### Your objective
Return the full material exactly.

----------

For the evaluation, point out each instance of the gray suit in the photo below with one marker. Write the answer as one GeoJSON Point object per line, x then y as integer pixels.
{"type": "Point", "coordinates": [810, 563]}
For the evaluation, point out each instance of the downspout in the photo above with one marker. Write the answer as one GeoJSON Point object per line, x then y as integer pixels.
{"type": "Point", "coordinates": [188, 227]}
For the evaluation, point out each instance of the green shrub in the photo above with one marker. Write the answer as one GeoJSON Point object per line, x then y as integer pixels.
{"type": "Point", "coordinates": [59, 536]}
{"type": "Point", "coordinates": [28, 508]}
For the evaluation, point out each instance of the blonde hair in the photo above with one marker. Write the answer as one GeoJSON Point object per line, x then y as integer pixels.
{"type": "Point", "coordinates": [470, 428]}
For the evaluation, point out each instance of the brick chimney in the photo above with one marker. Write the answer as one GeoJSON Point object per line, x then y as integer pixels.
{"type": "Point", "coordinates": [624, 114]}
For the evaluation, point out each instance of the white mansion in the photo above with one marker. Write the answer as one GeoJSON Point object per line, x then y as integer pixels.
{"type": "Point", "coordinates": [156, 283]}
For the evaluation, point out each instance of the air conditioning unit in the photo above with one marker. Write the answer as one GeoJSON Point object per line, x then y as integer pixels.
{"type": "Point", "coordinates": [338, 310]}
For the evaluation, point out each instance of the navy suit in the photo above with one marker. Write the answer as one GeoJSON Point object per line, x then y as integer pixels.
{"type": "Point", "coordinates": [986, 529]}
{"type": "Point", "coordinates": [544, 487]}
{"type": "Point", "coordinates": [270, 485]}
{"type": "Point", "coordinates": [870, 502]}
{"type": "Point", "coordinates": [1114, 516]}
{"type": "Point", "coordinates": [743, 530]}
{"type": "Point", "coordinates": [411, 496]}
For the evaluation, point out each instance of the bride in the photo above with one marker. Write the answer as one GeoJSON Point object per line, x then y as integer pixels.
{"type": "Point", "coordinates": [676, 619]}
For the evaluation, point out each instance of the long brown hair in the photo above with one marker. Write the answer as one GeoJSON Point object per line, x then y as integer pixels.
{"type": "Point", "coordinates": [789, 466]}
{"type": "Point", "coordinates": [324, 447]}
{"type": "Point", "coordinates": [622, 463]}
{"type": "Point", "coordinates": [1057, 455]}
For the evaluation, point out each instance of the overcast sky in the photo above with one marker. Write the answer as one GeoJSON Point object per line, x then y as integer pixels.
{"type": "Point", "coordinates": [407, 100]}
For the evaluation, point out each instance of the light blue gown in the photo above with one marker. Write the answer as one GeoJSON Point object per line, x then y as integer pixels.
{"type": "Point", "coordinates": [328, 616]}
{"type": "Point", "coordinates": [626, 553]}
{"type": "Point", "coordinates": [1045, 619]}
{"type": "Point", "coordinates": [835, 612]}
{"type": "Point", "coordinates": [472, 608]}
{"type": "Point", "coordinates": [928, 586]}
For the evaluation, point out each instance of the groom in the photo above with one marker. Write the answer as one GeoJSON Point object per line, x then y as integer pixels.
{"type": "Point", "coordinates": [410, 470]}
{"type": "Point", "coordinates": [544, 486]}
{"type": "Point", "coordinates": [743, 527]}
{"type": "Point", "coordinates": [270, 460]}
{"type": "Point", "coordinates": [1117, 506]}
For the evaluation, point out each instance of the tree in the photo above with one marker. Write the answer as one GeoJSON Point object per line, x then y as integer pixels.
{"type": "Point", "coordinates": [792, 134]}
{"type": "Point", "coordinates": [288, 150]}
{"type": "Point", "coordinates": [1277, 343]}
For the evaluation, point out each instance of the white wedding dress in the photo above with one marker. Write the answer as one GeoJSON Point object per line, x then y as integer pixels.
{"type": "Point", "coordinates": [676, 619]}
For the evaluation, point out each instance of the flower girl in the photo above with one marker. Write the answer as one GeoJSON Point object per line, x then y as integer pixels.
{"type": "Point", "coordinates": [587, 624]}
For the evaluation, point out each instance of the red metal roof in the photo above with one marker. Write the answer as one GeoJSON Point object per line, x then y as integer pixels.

----------

### Output for this exercise
For the evaluation, point out each instance of the gray suit in the photo below with one marker. Write the answer as one GeoJSON Point object per line, x then y as integer pixels.
{"type": "Point", "coordinates": [810, 563]}
For the evaluation, point out each instance of the downspout in the photo above with one marker. Write the answer as one GeoJSON Point object per line, x then y as integer pixels.
{"type": "Point", "coordinates": [188, 227]}
For the evaluation, point out each instance of the green shrub in the photo above with one marker. Write the answer as one GeoJSON Point object per line, x then y as integer pixels.
{"type": "Point", "coordinates": [59, 536]}
{"type": "Point", "coordinates": [28, 508]}
For the evaluation, point out each instance of the blonde hair in the photo above with one marker. Write the answer as one GeoJSON Point object per line, x then y as integer pixels.
{"type": "Point", "coordinates": [470, 428]}
For the evaluation, point out each instance of the brick chimney in the photo above with one marker. Write the answer as one GeoJSON Point object per line, x then y as integer pixels.
{"type": "Point", "coordinates": [624, 114]}
For the evaluation, point out each instance of the white mansion in the photo above with one marker. Write the answer as one GeoJSON Point object per line, x then y as integer pixels.
{"type": "Point", "coordinates": [156, 283]}
For the evaluation, point out each instance of the air conditioning unit in the photo above with one marker. Write the answer as one GeoJSON Point object per line, x then y as integer pixels.
{"type": "Point", "coordinates": [338, 310]}
For the evaluation, point out each instance of the navy suit in the photo above with one marker. Write the answer as one GeoJSON Point object per line, x then y as integer pixels.
{"type": "Point", "coordinates": [986, 529]}
{"type": "Point", "coordinates": [544, 487]}
{"type": "Point", "coordinates": [270, 485]}
{"type": "Point", "coordinates": [870, 502]}
{"type": "Point", "coordinates": [1114, 516]}
{"type": "Point", "coordinates": [743, 530]}
{"type": "Point", "coordinates": [411, 496]}
For the evaluation, point out each instance of the bride in the photo above with one marker. Write the answer as one GeoJSON Point object per line, x then y as integer pixels.
{"type": "Point", "coordinates": [676, 619]}
For the evaluation, point out each instance of the long brown hair in the photo above with one marker. Write the answer as one GeoJSON Point object per line, x then y as integer pixels.
{"type": "Point", "coordinates": [789, 466]}
{"type": "Point", "coordinates": [324, 447]}
{"type": "Point", "coordinates": [622, 463]}
{"type": "Point", "coordinates": [1057, 455]}
For the evaluation, point out each instance of the overcast sky in the photo above with one marker. Write the answer as one GeoJSON Point object per line, x then y as integer pixels.
{"type": "Point", "coordinates": [407, 100]}
For the evaluation, point out each instance of the light blue gown in the photo above with one marker. Write the answer as one GeoJSON Point object per line, x then y as integer pixels.
{"type": "Point", "coordinates": [328, 616]}
{"type": "Point", "coordinates": [626, 553]}
{"type": "Point", "coordinates": [1045, 619]}
{"type": "Point", "coordinates": [835, 612]}
{"type": "Point", "coordinates": [472, 608]}
{"type": "Point", "coordinates": [928, 586]}
For the evaluation, point out each instance of the groom in the photo above with one marker. Write the answer as one GeoJSON Point object per line, x then y as integer pixels.
{"type": "Point", "coordinates": [410, 470]}
{"type": "Point", "coordinates": [544, 486]}
{"type": "Point", "coordinates": [743, 527]}
{"type": "Point", "coordinates": [270, 460]}
{"type": "Point", "coordinates": [1117, 506]}
For the evaluation, point out each instance of the tree in the photo above with one marker. Write the answer as one GeoJSON Point object per line, x then y as integer pixels.
{"type": "Point", "coordinates": [792, 134]}
{"type": "Point", "coordinates": [288, 150]}
{"type": "Point", "coordinates": [1277, 343]}
For the evaluation, point out each instance of the white wedding dress in the photo above with one marker. Write the answer as one GeoJSON Point object per line, x then y as integer pixels.
{"type": "Point", "coordinates": [676, 619]}
For the evaluation, point out each instance of the flower girl in the photo above with one marker. Write the answer as one GeoJSON Point object per line, x then y as integer pixels.
{"type": "Point", "coordinates": [587, 624]}
For the evaluation, point out each instance of the red metal roof in the photo above with one marker. Write the answer as one GeoJSON Point object per line, x then y as integer pixels.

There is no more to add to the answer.